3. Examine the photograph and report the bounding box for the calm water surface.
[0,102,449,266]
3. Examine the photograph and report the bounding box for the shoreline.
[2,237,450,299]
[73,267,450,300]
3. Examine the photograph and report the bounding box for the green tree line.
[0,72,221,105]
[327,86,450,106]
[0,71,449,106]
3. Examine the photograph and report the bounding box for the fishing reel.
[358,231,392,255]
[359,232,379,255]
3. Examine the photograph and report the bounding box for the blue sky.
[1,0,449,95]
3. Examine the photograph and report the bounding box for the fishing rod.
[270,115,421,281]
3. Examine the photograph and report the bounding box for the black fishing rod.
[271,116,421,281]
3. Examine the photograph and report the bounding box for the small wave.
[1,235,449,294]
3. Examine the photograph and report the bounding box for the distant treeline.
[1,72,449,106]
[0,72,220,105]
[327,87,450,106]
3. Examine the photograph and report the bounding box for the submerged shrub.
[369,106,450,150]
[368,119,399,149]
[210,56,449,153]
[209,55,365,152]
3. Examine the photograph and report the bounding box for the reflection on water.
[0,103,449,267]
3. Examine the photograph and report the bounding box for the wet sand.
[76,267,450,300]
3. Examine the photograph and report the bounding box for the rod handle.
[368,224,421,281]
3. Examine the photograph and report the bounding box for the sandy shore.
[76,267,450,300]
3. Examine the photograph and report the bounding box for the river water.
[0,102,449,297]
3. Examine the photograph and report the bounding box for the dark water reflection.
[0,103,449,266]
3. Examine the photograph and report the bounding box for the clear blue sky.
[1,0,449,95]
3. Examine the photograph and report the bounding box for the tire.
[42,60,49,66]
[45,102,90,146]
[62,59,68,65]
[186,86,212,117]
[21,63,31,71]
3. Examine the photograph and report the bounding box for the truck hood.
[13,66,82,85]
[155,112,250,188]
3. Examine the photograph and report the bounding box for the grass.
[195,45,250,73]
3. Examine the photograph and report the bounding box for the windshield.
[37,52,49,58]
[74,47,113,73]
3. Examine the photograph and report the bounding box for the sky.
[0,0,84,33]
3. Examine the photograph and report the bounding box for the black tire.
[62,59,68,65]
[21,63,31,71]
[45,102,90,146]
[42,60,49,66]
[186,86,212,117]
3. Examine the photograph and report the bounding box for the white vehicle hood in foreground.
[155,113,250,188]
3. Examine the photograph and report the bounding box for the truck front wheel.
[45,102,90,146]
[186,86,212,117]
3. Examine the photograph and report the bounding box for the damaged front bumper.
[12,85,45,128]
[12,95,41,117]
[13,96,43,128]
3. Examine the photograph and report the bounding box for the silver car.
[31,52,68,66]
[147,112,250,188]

## Exercise objective
Your task is to transcribe each record faithfully and in full.

## Task result
3. Examine the photograph and report the bounding box for the calm water surface.
[0,102,449,266]
3. Examine the photograph and report the bounding box for the shoreline.
[2,237,450,299]
[73,267,450,300]
3. Examine the photograph and report the bounding box for the green tree line.
[0,72,221,105]
[327,86,450,106]
[0,71,449,106]
3. Examine the photograph and report the bounding box for the fishing reel.
[358,231,392,255]
[359,232,379,255]
3. Examine the photograph and report the bounding box for the blue sky.
[1,0,449,95]
3. Examine the photograph and report the bounding box for the fishing rod.
[270,115,421,281]
3. Examine the photograph and report the bounding box for the black fishing rod.
[271,116,421,281]
3. Examine the photograph and report the bounding box for the small wave.
[1,235,449,294]
3. Examine the photograph and report the bounding box for the distant treeline.
[1,72,449,106]
[0,72,220,105]
[327,87,450,106]
3. Examine the photograph and report the bounding box for the submerged shrub.
[369,106,450,150]
[368,119,399,149]
[210,56,449,153]
[209,55,365,152]
3. Examine the photograph and report the bounding box for the reflection on water.
[0,103,449,267]
3. Examine the photograph and report the bounding box for the wet sand.
[76,267,450,300]
3. Examine the photograph and report the bounding box for the rod handle.
[368,224,421,281]
3. Examine the photograph and report the bounding box for the sandy shore.
[76,267,450,300]
3. Examine the photograph and report the bounding box for the river water.
[0,102,449,297]
3. Examine the photograph and report the bounding box for the dark water reflection.
[0,103,449,266]
3. Examine the photograph and report the bounding box for the clear blue sky.
[1,0,449,95]
3. Examine the photograph and report the bounding box for the tire.
[42,60,49,66]
[45,102,90,146]
[62,59,68,65]
[186,86,212,117]
[21,63,31,71]
3. Examine the photograph and report the bounding box for the truck hood.
[13,66,82,85]
[155,112,250,188]
3. Examine the photograph and report the bounding box for the grass.
[195,45,250,73]
3. Examine the photograph and report the bounding box for the windshield.
[37,52,49,58]
[74,47,113,73]
3. Examine the photograph and report the bounding box for the sky.
[0,0,84,33]
3. Examine the photograph and report the bounding box for the black tire.
[62,59,68,65]
[21,63,31,71]
[45,102,90,146]
[42,60,49,66]
[186,86,212,117]
3. Examine the photograph and report the bounding box for the white vehicle hood in foreground.
[155,113,250,188]
3. Examine the photograph and report the bounding box for the truck front wheel.
[45,102,90,146]
[186,86,212,117]
3. Examine the photograph and report the bounding box for the damaged front bumper.
[12,85,45,128]
[12,95,41,117]
[13,96,43,128]
3. Examine the photograph and report the bounding box for the silver car.
[31,52,68,66]
[147,112,250,188]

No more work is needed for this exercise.